Problem statement -
Copy the data from the line that contains "Place one point per instance of the blurred" to its last line, exactly, including both of those lines and leaving out everything before.

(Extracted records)
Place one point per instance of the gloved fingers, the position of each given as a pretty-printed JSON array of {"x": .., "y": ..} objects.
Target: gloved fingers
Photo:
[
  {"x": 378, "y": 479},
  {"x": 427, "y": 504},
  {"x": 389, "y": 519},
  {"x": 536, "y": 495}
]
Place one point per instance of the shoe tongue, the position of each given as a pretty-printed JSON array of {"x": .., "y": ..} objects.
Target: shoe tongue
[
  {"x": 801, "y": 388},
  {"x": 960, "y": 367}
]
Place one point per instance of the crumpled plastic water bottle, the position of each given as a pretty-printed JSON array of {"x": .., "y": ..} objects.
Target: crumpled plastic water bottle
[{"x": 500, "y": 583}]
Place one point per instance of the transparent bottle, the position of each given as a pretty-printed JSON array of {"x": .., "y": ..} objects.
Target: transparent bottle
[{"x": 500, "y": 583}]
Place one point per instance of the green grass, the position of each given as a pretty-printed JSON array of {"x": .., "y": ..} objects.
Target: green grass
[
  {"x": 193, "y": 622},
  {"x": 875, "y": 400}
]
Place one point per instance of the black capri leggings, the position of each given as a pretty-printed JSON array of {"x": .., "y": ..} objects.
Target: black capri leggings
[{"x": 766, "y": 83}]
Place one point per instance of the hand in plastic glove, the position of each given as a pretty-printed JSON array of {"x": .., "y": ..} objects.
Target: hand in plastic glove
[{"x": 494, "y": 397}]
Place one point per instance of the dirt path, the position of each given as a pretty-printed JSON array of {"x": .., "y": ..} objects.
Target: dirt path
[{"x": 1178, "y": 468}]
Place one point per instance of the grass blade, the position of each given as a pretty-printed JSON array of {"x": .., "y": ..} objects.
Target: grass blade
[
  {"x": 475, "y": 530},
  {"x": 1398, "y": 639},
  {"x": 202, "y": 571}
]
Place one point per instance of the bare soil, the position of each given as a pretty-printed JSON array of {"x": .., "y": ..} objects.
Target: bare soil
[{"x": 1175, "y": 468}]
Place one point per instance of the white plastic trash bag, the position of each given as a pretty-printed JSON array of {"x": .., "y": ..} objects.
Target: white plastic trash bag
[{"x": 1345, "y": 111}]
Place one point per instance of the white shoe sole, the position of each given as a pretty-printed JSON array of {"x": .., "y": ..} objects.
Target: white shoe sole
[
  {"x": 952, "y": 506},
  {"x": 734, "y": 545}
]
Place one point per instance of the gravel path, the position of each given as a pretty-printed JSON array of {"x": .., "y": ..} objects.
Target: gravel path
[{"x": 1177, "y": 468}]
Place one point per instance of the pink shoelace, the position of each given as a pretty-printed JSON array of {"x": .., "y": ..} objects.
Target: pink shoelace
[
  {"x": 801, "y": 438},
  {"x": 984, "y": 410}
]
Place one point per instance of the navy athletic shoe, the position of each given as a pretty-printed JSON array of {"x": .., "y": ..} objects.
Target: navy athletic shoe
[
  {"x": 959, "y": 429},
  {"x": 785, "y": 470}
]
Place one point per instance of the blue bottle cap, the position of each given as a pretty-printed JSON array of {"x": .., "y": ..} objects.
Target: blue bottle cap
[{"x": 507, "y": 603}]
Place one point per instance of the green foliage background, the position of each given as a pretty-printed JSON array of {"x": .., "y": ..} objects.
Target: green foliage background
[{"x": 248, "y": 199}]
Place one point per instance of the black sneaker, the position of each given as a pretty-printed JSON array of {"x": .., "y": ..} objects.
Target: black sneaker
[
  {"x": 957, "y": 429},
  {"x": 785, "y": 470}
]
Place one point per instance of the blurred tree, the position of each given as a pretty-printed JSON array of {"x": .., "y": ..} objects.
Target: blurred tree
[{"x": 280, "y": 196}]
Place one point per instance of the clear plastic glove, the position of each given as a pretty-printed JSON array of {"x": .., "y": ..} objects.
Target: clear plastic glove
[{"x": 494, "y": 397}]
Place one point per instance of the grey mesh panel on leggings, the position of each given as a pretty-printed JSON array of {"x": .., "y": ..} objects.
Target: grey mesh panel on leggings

Correct response -
Place one point per instance of the blurred tree, the position of each given as a pretty-printed JSON array of {"x": .., "y": ..} objects.
Target: blurred tree
[{"x": 280, "y": 196}]
Place one point per instance of the clear plastic glove, the position of each given as a pretty-printed JSON array of {"x": .., "y": ..} objects.
Target: clear plastic glove
[{"x": 494, "y": 397}]
Place one point per instance of the grey mesh panel on leggings, the position of each given as a pretty-printed JSON array of {"x": .., "y": ..} objects.
Target: grey mesh panel on leggings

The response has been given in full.